◆ Entries supplied:
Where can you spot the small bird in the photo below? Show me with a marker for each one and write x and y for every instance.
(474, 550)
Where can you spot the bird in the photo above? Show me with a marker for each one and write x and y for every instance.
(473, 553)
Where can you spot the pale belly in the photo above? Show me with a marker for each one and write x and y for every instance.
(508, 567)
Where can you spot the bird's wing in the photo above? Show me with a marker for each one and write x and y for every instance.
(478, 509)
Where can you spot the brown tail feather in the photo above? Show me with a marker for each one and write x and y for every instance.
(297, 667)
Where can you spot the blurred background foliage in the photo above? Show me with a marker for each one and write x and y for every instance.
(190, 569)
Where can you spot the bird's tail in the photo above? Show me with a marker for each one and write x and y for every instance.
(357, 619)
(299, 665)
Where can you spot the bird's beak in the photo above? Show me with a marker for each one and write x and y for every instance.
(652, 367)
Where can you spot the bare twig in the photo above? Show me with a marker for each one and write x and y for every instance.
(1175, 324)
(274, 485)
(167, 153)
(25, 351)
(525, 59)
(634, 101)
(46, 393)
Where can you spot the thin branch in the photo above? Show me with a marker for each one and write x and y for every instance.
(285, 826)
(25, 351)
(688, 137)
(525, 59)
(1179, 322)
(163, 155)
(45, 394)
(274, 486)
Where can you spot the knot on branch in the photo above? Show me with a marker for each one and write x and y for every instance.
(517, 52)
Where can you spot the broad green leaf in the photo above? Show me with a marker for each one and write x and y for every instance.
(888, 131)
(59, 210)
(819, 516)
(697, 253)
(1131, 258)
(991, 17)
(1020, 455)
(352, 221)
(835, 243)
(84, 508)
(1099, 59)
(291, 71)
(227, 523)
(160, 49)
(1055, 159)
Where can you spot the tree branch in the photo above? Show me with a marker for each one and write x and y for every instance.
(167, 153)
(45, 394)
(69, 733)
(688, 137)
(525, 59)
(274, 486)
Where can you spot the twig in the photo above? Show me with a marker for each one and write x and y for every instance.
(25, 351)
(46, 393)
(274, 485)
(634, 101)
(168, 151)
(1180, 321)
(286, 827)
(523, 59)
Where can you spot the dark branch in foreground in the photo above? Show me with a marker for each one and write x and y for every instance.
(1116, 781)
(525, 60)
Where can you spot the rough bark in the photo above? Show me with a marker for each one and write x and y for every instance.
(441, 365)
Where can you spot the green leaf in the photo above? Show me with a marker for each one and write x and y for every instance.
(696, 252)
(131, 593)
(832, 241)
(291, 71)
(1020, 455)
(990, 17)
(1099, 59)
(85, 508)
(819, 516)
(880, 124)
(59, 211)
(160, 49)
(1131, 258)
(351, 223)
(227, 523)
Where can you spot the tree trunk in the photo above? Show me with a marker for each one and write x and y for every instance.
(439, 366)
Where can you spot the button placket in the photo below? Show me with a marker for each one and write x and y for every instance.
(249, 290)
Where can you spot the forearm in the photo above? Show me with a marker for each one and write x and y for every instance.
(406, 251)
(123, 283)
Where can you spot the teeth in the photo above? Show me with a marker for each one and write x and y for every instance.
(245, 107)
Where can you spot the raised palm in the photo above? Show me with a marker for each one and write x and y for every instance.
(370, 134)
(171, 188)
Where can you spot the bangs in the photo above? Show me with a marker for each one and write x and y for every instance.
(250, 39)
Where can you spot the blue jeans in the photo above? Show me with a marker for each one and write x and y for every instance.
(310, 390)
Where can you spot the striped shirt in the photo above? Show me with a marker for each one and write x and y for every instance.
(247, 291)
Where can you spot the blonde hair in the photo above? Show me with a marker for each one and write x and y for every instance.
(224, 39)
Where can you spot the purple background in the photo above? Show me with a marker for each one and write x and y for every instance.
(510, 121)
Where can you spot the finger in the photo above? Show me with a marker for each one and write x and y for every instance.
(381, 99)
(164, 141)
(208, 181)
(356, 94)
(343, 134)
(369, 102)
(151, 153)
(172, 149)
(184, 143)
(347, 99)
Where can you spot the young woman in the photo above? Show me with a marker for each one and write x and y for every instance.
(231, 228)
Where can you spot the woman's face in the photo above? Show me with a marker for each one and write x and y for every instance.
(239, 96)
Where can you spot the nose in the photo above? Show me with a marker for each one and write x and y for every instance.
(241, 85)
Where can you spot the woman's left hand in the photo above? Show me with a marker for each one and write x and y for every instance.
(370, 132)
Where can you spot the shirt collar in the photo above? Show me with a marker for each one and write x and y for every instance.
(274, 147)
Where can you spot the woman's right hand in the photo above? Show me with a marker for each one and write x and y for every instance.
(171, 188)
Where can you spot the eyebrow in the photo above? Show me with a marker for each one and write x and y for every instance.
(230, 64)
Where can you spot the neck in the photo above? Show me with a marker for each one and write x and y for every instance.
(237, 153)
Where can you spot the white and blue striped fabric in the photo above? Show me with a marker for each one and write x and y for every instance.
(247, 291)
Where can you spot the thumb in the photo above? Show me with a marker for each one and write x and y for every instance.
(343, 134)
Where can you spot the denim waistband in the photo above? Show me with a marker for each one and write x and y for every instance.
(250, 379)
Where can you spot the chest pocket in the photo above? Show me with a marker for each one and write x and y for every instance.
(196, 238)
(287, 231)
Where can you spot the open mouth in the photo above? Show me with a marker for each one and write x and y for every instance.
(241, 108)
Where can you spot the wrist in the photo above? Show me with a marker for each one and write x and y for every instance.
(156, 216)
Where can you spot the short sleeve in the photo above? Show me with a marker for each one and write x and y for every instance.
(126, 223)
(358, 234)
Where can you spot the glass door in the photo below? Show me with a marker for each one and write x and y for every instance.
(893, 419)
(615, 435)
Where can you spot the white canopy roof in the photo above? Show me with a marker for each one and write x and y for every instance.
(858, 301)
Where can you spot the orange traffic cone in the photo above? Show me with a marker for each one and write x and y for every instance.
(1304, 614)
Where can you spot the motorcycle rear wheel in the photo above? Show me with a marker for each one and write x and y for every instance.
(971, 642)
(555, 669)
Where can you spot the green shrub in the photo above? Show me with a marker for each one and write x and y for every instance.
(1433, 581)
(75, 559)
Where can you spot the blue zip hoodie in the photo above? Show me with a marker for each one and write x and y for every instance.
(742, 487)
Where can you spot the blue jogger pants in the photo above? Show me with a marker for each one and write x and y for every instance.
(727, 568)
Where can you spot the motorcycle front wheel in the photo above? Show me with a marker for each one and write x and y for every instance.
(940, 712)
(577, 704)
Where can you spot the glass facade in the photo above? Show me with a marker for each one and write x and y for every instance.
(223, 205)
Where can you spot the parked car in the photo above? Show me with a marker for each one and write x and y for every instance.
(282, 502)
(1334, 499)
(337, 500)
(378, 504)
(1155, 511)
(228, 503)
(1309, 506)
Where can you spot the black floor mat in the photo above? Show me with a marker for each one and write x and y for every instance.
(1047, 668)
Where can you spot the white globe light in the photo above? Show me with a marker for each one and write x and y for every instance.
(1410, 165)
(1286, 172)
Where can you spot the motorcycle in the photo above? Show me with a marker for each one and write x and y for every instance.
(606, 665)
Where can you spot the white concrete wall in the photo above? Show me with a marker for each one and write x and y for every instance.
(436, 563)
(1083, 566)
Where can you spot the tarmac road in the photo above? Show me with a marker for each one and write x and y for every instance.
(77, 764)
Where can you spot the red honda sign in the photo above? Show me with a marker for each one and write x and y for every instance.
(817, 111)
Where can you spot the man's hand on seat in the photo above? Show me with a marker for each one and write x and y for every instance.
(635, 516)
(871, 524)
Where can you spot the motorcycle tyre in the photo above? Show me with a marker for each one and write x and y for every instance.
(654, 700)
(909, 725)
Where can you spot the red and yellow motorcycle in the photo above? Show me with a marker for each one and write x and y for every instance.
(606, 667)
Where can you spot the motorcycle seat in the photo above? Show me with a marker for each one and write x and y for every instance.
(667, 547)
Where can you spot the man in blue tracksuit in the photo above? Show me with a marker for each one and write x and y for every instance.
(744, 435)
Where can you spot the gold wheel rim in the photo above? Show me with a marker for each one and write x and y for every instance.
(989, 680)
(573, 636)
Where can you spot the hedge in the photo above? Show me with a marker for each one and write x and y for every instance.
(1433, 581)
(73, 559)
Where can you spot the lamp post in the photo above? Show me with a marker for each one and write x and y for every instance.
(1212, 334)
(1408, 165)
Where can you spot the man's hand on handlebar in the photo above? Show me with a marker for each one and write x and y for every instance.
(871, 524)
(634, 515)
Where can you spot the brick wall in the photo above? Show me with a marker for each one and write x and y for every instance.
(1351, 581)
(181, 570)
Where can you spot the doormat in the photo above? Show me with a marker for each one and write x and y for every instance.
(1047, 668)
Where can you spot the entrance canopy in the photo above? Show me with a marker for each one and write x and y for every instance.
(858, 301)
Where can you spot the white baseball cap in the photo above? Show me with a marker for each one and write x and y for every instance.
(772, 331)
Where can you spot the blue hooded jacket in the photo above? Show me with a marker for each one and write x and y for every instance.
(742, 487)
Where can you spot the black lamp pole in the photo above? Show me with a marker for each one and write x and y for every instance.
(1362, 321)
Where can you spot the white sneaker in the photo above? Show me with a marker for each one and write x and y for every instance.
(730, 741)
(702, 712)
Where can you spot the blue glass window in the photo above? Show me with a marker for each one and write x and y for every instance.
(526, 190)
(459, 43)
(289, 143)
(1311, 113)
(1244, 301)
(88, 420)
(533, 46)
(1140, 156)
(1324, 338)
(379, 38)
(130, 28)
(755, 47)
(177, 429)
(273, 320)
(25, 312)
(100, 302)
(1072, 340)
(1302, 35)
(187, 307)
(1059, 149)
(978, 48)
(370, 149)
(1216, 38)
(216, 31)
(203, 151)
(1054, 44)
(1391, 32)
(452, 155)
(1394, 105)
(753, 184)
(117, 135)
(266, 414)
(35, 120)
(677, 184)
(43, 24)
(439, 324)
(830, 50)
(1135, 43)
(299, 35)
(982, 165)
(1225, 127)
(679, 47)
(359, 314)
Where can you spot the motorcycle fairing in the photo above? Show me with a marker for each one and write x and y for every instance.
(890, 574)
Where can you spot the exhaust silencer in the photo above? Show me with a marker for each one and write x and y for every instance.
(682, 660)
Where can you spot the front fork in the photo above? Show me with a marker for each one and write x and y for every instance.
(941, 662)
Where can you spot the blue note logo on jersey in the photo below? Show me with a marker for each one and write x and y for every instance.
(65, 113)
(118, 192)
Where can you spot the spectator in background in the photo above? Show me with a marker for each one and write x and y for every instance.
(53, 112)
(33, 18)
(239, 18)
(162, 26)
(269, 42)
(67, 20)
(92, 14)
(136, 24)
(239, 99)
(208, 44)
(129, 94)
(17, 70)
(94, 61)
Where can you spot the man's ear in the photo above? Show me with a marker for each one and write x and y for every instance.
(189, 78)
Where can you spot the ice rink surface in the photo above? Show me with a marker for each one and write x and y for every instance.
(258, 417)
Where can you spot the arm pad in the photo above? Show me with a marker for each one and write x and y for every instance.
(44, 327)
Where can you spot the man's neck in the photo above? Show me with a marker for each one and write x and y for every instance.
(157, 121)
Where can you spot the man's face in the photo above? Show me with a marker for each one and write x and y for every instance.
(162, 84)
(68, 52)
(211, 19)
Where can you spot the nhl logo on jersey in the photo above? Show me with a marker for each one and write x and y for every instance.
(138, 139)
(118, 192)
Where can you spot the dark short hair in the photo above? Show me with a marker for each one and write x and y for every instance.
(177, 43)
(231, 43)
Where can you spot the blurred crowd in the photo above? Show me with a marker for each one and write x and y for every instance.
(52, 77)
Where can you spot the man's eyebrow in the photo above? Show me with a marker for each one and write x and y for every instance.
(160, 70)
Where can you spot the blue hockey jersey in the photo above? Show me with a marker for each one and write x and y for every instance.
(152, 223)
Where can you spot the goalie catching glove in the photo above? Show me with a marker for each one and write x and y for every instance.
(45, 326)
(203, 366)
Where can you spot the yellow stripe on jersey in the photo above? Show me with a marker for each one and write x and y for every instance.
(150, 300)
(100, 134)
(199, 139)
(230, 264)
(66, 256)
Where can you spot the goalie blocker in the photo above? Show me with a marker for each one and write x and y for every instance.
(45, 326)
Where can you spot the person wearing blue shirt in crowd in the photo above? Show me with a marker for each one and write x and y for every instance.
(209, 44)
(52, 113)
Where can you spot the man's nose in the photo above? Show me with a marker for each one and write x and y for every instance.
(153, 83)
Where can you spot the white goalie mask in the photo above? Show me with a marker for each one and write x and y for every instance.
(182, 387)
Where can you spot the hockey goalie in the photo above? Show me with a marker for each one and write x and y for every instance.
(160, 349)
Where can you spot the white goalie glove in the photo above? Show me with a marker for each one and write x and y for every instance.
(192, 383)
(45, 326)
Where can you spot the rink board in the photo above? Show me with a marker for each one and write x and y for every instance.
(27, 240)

◆ Problem details:
Nothing but the lines from the line with "Where can you spot the man's eyebrow" to the last line of the listing above should appear; please retype them exactly, both ends included.

◆ Output:
Where can you spot the man's eyebrow in the photo above? Show me with a marker for each one and write x and y for every instance.
(160, 70)
Where can you spot the blue hockey jersey in the photo above? Show me with a marker for each one and write x and y for every instance.
(152, 223)
Where can you spot the goalie catching glove in the photo above? Show me with a marker for each one and write x and y for every instance.
(45, 326)
(203, 366)
Where can you spot the yellow stripe on jersey in the photo above? Show me with a marker for each one and write x and y for every instance.
(150, 300)
(100, 134)
(199, 139)
(230, 264)
(66, 256)
Where can you spot the goalie blocker in the photo above? Show me with a marker for each one and write x and y for every instance.
(45, 326)
Where can you spot the person wearing blue shirt in crowd in the photo above? Show me with a marker for each one and write x and y for every instance.
(209, 44)
(52, 113)
Where can you spot the man's nose in the photo above? Show me with a marker for each one and write x and y for every instance.
(153, 83)
Where can you spot the white goalie mask in the photo above? Show me with a marker for each one and write x and y for every instance.
(182, 387)
Where can you spot the hockey goalie in the photo above? Show me with a marker for each one and write x and y for every instance.
(160, 349)
Where can you spot the white goalie glove in the photo above? Show me with a marker for each one and write x and y for every instance.
(192, 383)
(45, 326)
Where can you spot the rink board in the photo above? Show me with a marker for each one and write x and y for every instance.
(27, 240)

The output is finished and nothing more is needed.